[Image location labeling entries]
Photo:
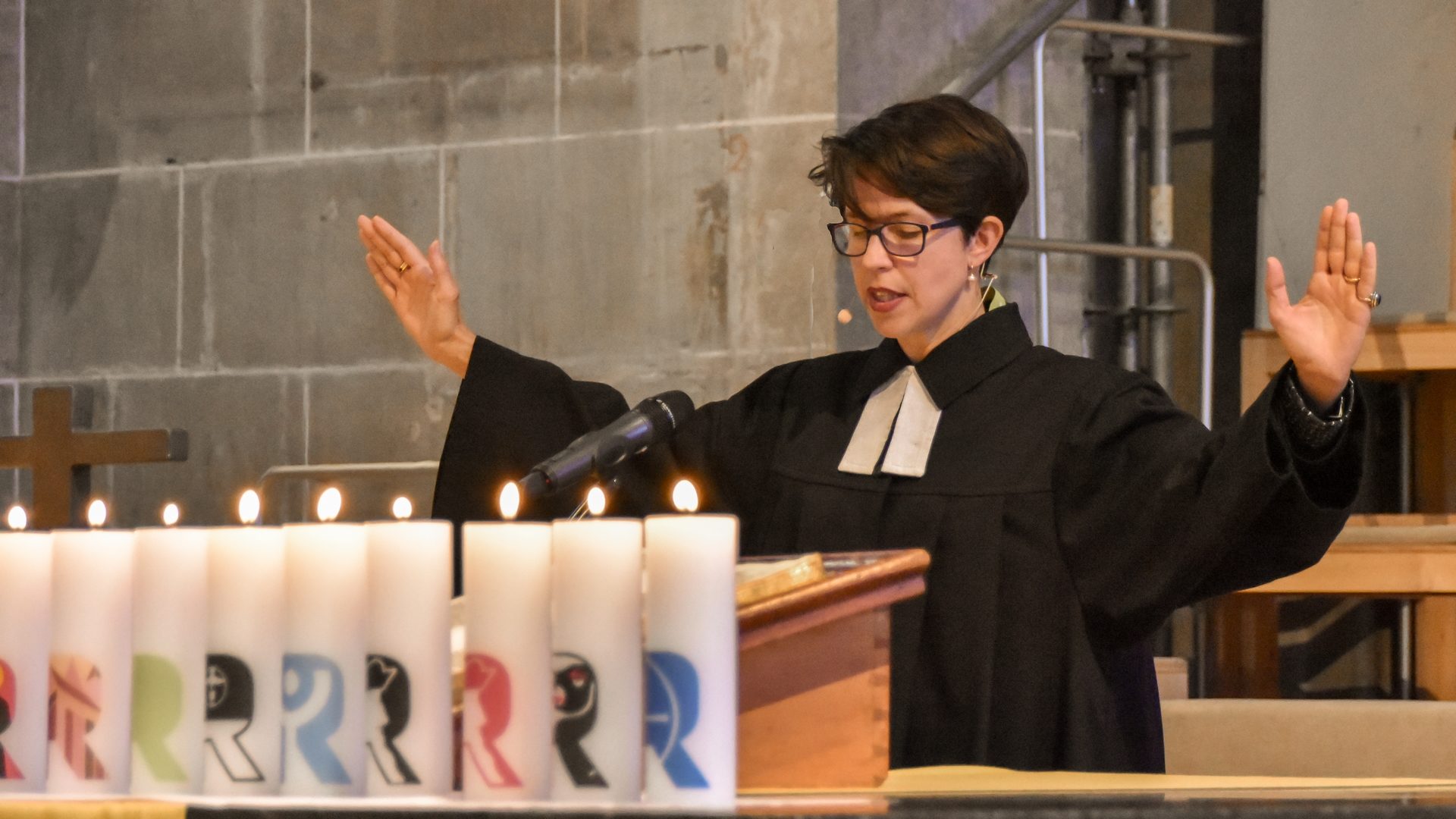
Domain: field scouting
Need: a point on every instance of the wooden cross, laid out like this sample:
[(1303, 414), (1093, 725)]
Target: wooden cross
[(60, 458)]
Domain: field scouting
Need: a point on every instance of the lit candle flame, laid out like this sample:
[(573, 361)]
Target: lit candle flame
[(510, 502), (248, 507), (329, 504), (596, 502), (685, 496), (96, 513)]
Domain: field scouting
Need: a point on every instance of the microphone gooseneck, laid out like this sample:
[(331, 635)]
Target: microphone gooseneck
[(653, 420)]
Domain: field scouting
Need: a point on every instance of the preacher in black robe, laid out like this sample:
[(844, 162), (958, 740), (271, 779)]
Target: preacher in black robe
[(1068, 506)]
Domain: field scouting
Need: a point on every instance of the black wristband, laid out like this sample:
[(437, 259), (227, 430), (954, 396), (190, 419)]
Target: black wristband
[(1310, 430)]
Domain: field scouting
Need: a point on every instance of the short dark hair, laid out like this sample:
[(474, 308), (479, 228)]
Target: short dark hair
[(941, 152)]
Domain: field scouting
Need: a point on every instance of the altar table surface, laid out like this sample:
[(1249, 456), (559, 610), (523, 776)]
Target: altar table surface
[(922, 793)]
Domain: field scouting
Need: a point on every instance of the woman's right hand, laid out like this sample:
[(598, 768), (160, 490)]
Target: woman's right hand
[(421, 290)]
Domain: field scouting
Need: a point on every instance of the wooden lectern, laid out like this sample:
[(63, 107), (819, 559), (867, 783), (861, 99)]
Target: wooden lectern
[(814, 675)]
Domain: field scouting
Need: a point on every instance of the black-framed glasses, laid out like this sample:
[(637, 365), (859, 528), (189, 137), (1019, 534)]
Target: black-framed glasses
[(899, 238)]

### THE PROBLEM
Rewrite all the records above with every "field scouting" replaced by "site survey" and everything else unchanged. Leave the pictures out of your answer.

### COMPLETE RESPONSE
Photo:
Domain: site survey
Need: a point on every instance of the wooden cross, laid out like this sample:
[(1303, 414), (1093, 725)]
Target: wooden cross
[(60, 458)]
Domain: site survey
Need: a point on every instance of the lit candle flame, laid out like this sample:
[(573, 361)]
Target: lit candle flame
[(510, 502), (248, 507), (329, 504), (596, 502), (685, 496), (96, 513)]
Domain: site survey
Need: a point on every instance of the microphone gooseneck, laid out like this sample:
[(331, 635)]
Target: microphone gooseneck
[(653, 420)]
Domain: site survey
Need: a point on every instance of the preacher in black robe, laid out like this sample:
[(844, 162), (958, 740), (271, 779)]
Target: preacher in black robe
[(1068, 506)]
Domain: site survey
Need: a point on every instance of the black wristband, laid out like this sample:
[(437, 259), (227, 430), (954, 396), (190, 419)]
Target: black wristband
[(1310, 430)]
Domain: site survey
Need: a point on every instance of the short dark hair, laid out like this sample:
[(474, 308), (479, 228)]
Target: short dark hair
[(941, 152)]
Domain: site survey
Need: a point on every instance of the altar table surface, laid out like this sample:
[(1249, 456), (559, 610), (523, 776)]
Target: altar table surface
[(922, 793)]
Domain: site survey
Need: a point on every instance of the woman's right hand, laid out like this sample:
[(598, 768), (160, 490)]
Target: woman's right hand
[(421, 290)]
Domain: site survey
Need: a point on every instance of the wooden lectern, laid out like this sample:
[(63, 107), (819, 559), (867, 783), (861, 99)]
Target: wooden lectern
[(814, 675)]
Domain: site survey
Need: a point on every instance of the black-framed glasses, laid out like this sample:
[(637, 365), (859, 528), (189, 137), (1019, 534)]
Target: black-framed glasses
[(899, 238)]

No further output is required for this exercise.